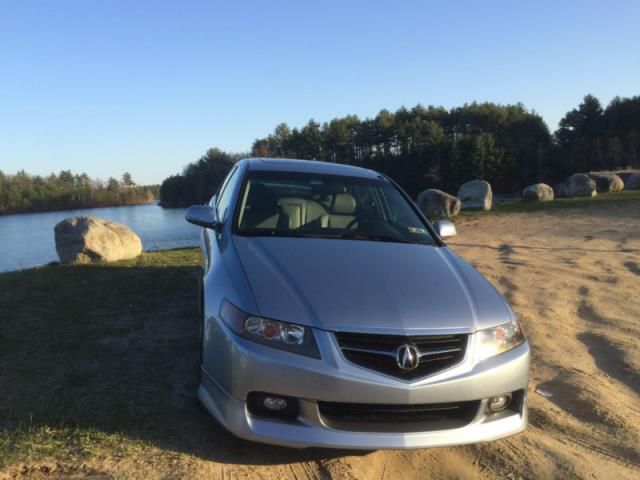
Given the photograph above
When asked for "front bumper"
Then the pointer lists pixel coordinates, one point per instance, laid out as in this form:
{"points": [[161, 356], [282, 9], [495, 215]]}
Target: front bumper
{"points": [[241, 366]]}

[Exercise description] Return the text lines of the data above verbatim, leaving out the picture.

[Reply to the exercise]
Given the photograph above
When asked for "front bumper"
Then the pointer lists pixel coordinates, one point per instance, laid out as in this form:
{"points": [[161, 356], [282, 9], [495, 215]]}
Target: front bumper
{"points": [[241, 366]]}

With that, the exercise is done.